§ Records provided
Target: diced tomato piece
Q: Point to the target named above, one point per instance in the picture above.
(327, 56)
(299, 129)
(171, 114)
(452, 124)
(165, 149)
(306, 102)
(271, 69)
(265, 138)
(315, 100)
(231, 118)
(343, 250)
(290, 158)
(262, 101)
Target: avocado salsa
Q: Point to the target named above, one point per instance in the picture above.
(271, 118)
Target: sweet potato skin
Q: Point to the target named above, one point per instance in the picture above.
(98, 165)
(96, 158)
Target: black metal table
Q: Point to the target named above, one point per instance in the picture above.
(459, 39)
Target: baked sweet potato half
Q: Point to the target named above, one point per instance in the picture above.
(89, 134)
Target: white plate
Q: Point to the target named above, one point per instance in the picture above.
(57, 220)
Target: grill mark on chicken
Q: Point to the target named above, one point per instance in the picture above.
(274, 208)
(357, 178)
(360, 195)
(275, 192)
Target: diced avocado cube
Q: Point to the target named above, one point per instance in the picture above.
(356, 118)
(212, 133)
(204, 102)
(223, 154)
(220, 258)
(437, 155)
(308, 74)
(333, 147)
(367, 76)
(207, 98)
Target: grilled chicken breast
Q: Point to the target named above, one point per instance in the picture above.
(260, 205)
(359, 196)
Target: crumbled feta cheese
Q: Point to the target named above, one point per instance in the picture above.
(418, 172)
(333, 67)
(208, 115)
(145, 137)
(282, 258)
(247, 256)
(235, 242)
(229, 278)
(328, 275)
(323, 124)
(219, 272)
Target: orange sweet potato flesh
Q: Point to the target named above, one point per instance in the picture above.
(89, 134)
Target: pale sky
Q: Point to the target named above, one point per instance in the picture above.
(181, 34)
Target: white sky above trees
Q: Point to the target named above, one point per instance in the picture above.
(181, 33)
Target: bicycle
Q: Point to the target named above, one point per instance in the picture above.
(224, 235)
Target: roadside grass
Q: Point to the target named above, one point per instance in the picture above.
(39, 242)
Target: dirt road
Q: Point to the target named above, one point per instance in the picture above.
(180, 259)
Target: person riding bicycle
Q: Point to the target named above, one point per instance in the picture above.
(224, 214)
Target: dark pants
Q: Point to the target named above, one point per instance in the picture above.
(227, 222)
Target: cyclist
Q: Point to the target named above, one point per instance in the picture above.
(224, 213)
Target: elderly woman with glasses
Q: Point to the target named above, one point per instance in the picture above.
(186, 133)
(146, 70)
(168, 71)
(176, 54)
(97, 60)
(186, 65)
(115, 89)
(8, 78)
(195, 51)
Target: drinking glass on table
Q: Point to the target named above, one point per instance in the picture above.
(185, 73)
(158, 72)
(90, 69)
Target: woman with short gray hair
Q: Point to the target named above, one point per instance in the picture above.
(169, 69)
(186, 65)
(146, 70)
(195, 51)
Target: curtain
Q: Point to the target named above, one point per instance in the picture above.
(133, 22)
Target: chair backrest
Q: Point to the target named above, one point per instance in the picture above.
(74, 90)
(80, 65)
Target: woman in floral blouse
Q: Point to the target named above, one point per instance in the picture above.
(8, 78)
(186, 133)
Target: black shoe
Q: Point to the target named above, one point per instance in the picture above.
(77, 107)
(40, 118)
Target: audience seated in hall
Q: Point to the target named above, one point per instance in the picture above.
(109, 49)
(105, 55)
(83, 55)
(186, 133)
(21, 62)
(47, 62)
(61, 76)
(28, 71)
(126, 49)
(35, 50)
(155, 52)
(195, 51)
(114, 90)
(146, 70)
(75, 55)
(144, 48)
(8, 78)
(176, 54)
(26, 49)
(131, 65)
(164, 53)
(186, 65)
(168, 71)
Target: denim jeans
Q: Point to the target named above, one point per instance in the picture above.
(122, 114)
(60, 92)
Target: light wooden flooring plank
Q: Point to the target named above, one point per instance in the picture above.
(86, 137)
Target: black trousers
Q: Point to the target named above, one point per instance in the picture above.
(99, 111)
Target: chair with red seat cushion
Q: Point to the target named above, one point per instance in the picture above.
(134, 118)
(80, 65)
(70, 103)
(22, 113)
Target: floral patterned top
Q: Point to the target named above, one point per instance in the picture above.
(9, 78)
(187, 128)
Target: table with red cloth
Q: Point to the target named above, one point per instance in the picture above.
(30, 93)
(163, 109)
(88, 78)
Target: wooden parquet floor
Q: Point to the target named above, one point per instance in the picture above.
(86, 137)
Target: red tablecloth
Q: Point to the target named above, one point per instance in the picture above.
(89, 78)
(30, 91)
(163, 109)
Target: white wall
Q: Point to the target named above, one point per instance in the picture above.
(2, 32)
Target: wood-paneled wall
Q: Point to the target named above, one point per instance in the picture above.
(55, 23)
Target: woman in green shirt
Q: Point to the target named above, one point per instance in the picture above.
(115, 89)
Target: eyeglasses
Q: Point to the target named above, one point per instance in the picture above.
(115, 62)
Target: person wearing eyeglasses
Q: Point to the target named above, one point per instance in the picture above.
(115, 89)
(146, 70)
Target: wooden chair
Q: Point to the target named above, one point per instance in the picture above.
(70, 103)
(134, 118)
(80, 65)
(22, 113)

§ Problem details
Could you rewrite every line of the records from the one containing "Target: red tablecloth" through the end of the records, both ends included, shifting each coordinate in the answers up by 12?

§ Finished task
Target: red tablecloth
Q: Point to the target named above, one point per instance in the picture above.
(101, 90)
(42, 103)
(175, 121)
Target: white wall
Q: Point to the target named above, one point per instance in the picture above.
(14, 44)
Target: wood-paneled wall
Q: Point to the target named above, one point per instance in the picture above.
(67, 35)
Target: woman in green shirt
Q: Point to the target named above, one point per instance in the picture above.
(127, 101)
Target: eyeglasses
Q: Point to the target named above, one point per instance in the picture above.
(127, 74)
Target: person wearing eyeglasses
Q: Point to the target named above, one point per instance in the picture above.
(127, 101)
(158, 82)
Target: wooden chair
Q: Point to the target named above, one point per instance in the picture above.
(82, 115)
(146, 130)
(92, 77)
(34, 125)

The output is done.